═════ Entries provided ═════
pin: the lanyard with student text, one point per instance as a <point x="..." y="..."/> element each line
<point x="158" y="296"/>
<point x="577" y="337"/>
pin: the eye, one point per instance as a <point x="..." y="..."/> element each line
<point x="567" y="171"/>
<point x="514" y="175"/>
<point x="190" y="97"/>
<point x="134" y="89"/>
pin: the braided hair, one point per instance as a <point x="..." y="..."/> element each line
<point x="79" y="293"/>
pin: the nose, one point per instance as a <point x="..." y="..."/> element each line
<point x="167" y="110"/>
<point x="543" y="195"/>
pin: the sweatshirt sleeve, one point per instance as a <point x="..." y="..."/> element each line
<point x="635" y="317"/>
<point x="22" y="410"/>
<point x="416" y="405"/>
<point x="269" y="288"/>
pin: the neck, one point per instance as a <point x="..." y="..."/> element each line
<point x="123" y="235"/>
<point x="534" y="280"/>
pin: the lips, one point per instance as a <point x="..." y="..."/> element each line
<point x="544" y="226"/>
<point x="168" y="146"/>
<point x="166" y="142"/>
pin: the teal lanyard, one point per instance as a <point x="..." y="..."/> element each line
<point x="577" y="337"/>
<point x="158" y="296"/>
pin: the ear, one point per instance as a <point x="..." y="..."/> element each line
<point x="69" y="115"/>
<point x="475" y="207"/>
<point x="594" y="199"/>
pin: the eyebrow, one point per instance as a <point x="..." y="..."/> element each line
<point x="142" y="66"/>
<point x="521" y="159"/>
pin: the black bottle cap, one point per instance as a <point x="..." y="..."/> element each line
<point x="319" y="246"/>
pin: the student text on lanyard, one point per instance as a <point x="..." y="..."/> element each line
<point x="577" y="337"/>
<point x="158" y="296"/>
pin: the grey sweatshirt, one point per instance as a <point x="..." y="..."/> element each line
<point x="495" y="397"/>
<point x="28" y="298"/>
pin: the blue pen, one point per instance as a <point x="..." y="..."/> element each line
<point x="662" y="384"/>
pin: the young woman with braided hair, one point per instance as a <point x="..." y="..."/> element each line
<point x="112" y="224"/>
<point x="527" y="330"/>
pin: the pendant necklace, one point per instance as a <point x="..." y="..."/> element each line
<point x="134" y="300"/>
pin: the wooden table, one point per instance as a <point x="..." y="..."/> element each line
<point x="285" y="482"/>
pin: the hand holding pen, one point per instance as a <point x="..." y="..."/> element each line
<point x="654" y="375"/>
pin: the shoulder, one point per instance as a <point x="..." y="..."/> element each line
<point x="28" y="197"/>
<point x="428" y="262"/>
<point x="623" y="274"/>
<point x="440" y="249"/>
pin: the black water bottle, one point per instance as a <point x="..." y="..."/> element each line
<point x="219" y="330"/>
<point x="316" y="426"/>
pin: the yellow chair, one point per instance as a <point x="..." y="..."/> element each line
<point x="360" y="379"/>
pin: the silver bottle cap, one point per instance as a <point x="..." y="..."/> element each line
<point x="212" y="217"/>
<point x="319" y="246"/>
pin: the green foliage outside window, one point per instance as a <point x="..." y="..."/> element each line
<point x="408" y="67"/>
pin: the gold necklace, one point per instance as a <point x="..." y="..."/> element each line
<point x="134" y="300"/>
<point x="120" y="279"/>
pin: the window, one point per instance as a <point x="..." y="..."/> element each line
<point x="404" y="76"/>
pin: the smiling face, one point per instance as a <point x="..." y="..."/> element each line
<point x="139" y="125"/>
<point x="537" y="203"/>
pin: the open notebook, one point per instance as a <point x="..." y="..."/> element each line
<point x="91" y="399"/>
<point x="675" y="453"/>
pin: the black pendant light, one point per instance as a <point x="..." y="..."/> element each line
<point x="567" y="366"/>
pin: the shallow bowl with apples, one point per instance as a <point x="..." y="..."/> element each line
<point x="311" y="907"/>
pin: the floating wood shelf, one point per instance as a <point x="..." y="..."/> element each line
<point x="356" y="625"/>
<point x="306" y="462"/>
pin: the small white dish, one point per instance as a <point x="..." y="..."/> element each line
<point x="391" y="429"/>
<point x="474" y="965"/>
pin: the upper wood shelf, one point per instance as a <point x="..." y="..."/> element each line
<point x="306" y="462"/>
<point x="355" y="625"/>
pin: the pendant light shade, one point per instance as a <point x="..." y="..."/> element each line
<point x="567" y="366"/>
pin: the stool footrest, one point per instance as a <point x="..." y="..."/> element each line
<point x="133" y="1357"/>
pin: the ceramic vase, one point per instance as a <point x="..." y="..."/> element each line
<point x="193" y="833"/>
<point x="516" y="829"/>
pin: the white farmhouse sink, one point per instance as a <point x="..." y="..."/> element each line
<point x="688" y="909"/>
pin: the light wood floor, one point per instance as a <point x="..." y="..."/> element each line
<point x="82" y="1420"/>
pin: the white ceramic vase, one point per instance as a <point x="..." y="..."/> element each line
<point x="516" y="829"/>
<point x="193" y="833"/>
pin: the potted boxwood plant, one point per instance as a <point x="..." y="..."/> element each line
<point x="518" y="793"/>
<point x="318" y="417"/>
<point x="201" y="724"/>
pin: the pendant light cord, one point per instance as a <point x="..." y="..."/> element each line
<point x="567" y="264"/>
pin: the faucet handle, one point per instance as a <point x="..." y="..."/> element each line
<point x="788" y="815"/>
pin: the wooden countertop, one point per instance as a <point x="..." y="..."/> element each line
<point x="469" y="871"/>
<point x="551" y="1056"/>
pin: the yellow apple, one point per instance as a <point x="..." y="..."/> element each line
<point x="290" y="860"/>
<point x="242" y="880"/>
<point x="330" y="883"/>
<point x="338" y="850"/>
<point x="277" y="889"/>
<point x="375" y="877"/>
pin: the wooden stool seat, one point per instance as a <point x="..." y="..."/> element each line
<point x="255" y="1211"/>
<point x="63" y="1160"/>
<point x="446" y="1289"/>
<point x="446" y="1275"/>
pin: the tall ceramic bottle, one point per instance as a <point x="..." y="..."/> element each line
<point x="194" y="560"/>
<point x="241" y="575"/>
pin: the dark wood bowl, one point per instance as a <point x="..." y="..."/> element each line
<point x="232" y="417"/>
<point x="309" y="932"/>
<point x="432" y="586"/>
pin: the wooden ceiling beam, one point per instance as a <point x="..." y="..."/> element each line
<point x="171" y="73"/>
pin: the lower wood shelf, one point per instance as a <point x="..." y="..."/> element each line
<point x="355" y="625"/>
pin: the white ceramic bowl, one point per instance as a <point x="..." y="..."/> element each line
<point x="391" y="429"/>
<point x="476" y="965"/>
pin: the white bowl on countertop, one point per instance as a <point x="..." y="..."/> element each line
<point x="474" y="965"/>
═════
**Required work**. What's wanted is a faithful copy of each entry above.

**Solution to this task**.
pin: the lanyard with student text, one point per instance as a <point x="..." y="..."/> element each line
<point x="158" y="296"/>
<point x="577" y="337"/>
pin: the eye, one point per instance as a <point x="..." y="..."/> element each line
<point x="567" y="171"/>
<point x="514" y="175"/>
<point x="190" y="97"/>
<point x="134" y="89"/>
pin: the braided hair, one point per instance as a <point x="..." y="..."/> element each line
<point x="79" y="293"/>
pin: the nose, one point per instance as a <point x="..." y="..."/> element each line
<point x="167" y="110"/>
<point x="543" y="195"/>
pin: the sweatshirt sleeve, one point per instance as a <point x="..." y="..."/> element each line
<point x="635" y="317"/>
<point x="22" y="410"/>
<point x="416" y="405"/>
<point x="269" y="288"/>
pin: the neck, one point per instance as a <point x="..." y="..."/> element each line
<point x="123" y="235"/>
<point x="534" y="280"/>
pin: the lips, one point per instance as a <point x="..." y="..."/> element each line
<point x="544" y="226"/>
<point x="168" y="146"/>
<point x="166" y="142"/>
pin: the teal lanyard, one point per instance as a <point x="..." y="..."/> element each line
<point x="577" y="337"/>
<point x="158" y="296"/>
pin: the ear, one point per instance as a <point x="..." y="..."/> element each line
<point x="69" y="115"/>
<point x="475" y="207"/>
<point x="594" y="199"/>
pin: the eyebrow, one point per instance as a <point x="..." y="..."/> element each line
<point x="142" y="66"/>
<point x="521" y="159"/>
pin: the black bottle cap, one point per instance as a <point x="..." y="..."/> element each line
<point x="319" y="246"/>
pin: the student text on lanyard, one point per instance as a <point x="..." y="..."/> element each line
<point x="577" y="337"/>
<point x="158" y="296"/>
pin: the grey sweatshirt, one point per instance as a <point x="..." y="..."/> element each line
<point x="495" y="397"/>
<point x="28" y="298"/>
pin: the blue pen, one point per instance as a <point x="..." y="..."/> element each line
<point x="662" y="384"/>
pin: the young woman with braided hair, one point per instance as a <point x="..." y="..."/> element each line
<point x="112" y="224"/>
<point x="527" y="330"/>
pin: the pendant necklace, one point per instance as a <point x="..." y="..."/> element each line
<point x="134" y="300"/>
pin: the wooden table, one point per instance as a <point x="..." y="..."/> element each line
<point x="285" y="482"/>
pin: the hand holding pen, one point per instance as a <point x="..." y="..."/> element each line
<point x="654" y="375"/>
pin: the shoulder, one point per instance as a <point x="..." y="..."/> element each line
<point x="28" y="197"/>
<point x="428" y="262"/>
<point x="623" y="274"/>
<point x="440" y="249"/>
pin: the black water bottle, one point per instance as a <point x="..." y="..."/> element each line
<point x="219" y="330"/>
<point x="316" y="426"/>
pin: the yellow chair, one point per instance as a <point x="..." y="..."/> element each line
<point x="360" y="379"/>
pin: the silver bottle cap, one point per instance as a <point x="..." y="..."/> element each line
<point x="212" y="217"/>
<point x="319" y="246"/>
pin: the green foliage outside window, one point per instance as a <point x="..." y="..."/> element each line
<point x="408" y="67"/>
pin: the gold necklace, one point per instance as a <point x="..." y="..."/> element each line
<point x="134" y="300"/>
<point x="120" y="279"/>
pin: the window, one point per instance as a <point x="..." y="..."/> element each line
<point x="404" y="76"/>
pin: the smiling face, one point per instance as a <point x="..." y="..."/> element each line
<point x="139" y="125"/>
<point x="537" y="203"/>
pin: the open notebook, one point per instance as a <point x="..." y="..."/> element each line
<point x="91" y="399"/>
<point x="675" y="453"/>
pin: the black pendant light, one point per instance as a <point x="..." y="..."/> element each line
<point x="567" y="366"/>
pin: the shallow bowl with apples, one point per instance as a <point x="..." y="..."/> element each line
<point x="311" y="907"/>
pin: the floating wood shelf, one point per instance as a <point x="..." y="..."/> element each line
<point x="356" y="625"/>
<point x="306" y="462"/>
pin: the small white dish, one point per instance as a <point x="..." y="..."/> element each line
<point x="391" y="429"/>
<point x="474" y="965"/>
pin: the upper wood shelf, one point per instance as a <point x="..." y="..."/> element each line
<point x="306" y="462"/>
<point x="355" y="625"/>
pin: the pendant light shade, one point per instance as a <point x="..." y="..."/> element each line
<point x="567" y="366"/>
pin: the stool footrest, one point per instance as a <point x="..." y="..."/> element each line
<point x="133" y="1357"/>
pin: the ceramic vase, one point per instance as a <point x="..." y="..."/> element each line
<point x="193" y="833"/>
<point x="516" y="829"/>
pin: the white farmhouse sink, one point per instance as a <point x="..." y="..."/> element each line
<point x="688" y="909"/>
pin: the light wood floor, one point per instance as a <point x="..." y="..."/> element each line
<point x="82" y="1420"/>
pin: the white ceramic vase, one point per instance as a <point x="..." y="..."/> element each line
<point x="516" y="829"/>
<point x="193" y="833"/>
pin: the potted boxwood plant, one point per instance as a <point x="..." y="..."/> element each line
<point x="518" y="793"/>
<point x="318" y="417"/>
<point x="201" y="724"/>
pin: the pendant light cord, one point per instance as a <point x="..." y="..."/> element each line
<point x="567" y="264"/>
pin: the faucet handle, one point per instance as a <point x="..." y="..."/> element each line
<point x="788" y="815"/>
pin: the wooden countertop, one point per instance as a <point x="..." y="..."/> element each line
<point x="469" y="871"/>
<point x="551" y="1056"/>
pin: the yellow apple, one point per instance as a <point x="..." y="..."/> element each line
<point x="290" y="860"/>
<point x="242" y="880"/>
<point x="330" y="883"/>
<point x="338" y="850"/>
<point x="277" y="889"/>
<point x="375" y="877"/>
pin: the wooden stool seat, one point per instance as a <point x="..." y="..."/> element each line
<point x="255" y="1211"/>
<point x="63" y="1160"/>
<point x="446" y="1289"/>
<point x="446" y="1275"/>
pin: the tall ceramic bottle, one point per instance as a <point x="..." y="..."/> element each line
<point x="194" y="560"/>
<point x="241" y="575"/>
pin: the dark wood bowl, one point per instance as a <point x="..." y="..."/> element each line
<point x="232" y="417"/>
<point x="309" y="932"/>
<point x="432" y="586"/>
pin: the wooden ceiling beam, one point per instance as a <point x="..." y="..."/> element each line
<point x="171" y="73"/>
pin: the lower wood shelf, one point per instance as a <point x="..." y="..."/> element each line
<point x="355" y="625"/>
pin: the white ceramic bowl, one point per instance as a <point x="..." y="..."/> element each line
<point x="391" y="429"/>
<point x="476" y="965"/>
pin: the white bowl on countertop, one point per instance as a <point x="..." y="..."/> element each line
<point x="474" y="965"/>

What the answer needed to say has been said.